TASK TO CARRY OUT: Put this sentence from the article on lockdown loneliness in long-term care into Spanish: "People in residence were confined to their rooms."

PAGE EXTRACT:
Researchers hope findings will help ease lockdown loneliness in long-term care if restrictions return
Researchers behind a new report hope their recommendations can ease feelings of stress and isolation for residents in long-term care in the event that restrictions — like those faced during the COVID-19 pandemic — are ever required again.
The report, titled Through the Looking Glass and released by Support N.L. and Memorial University, details the impact of isolation in the Eastern and Western health zones of Newfoundland through the perspective of 184 visitors — the family and friends of people in care.
“We heard many stories in the survey from visitors about the impact that visitor restrictions were having on their mental and physical health … creating feelings among the residents of loneliness, isolation, confusion and abandonment,” survey patient partner Cris Carter told CBC News in a recent interview.
Patient partners are volunteers who played an equal role with researchers, Carter said, providing the perspective of patients and insights into what people might have been feeling based on lived experience.
“This sense of abandonment was particularly strong for those with cognitive issues and dementia. So they didn’t understand what was going on, and they felt their family was abandoning them.”
Provincial governments across Canada stopped visitation to long-term care homes at the onset of the COVID-19 pandemic, and visitor restrictions in Newfoundland were sometimes put in place in the years that followed as case numbers fluctuated.
Carter said other main takeaways from the report included the importance and health benefits of social connection between residents alongside visits from family and friends, and the role policy makers have in balancing the needs of safety with quality of life for residents.
CBC Newfoundland Morning8:31Study confirms that long-term care residents felt abandoned during Covid lockdowns
“During COVID, a lot of the socialization activities were stopped. People in residence were confined to their rooms,” Carter said.
“Because visitors are so important to the life of residents in terms of caretaking and emotional support, their restrictions were hard felt by their loved ones.”
The report outlines five recommendations for policy makers:
- Always allow at least one visitor in long-term care facilities to support a resident’s quality of life, and permit alternative visitors to reduce the burden on the designated visitor.
- Prioritize socialization and connection between residents while minimizing restrictions on social activities.
- Improve communication between staff members and residents in relation to policy and decisions that affect their physical and mental care.
- Consider people’s different needs and circumstances when developing policy, like cognitive or physical impairments, for example.
- Make methods of communication available to residents that they can use on their own or with help and support of staff or visitors.
Robert Wilson, manager of Quality of Care N.L., the group that guided the research, said he hopes to see the research guide future decisions in long-term care.
“The means of this report is to kind of have a template to drive change …[so] if it does happen again that we can mitigate some of this.”

[Data items]
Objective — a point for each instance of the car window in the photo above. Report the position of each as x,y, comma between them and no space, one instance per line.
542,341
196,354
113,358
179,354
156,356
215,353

FINISHED EXERCISE: Las personas que vivían en la residencia estaban confinadas en sus habitaciones.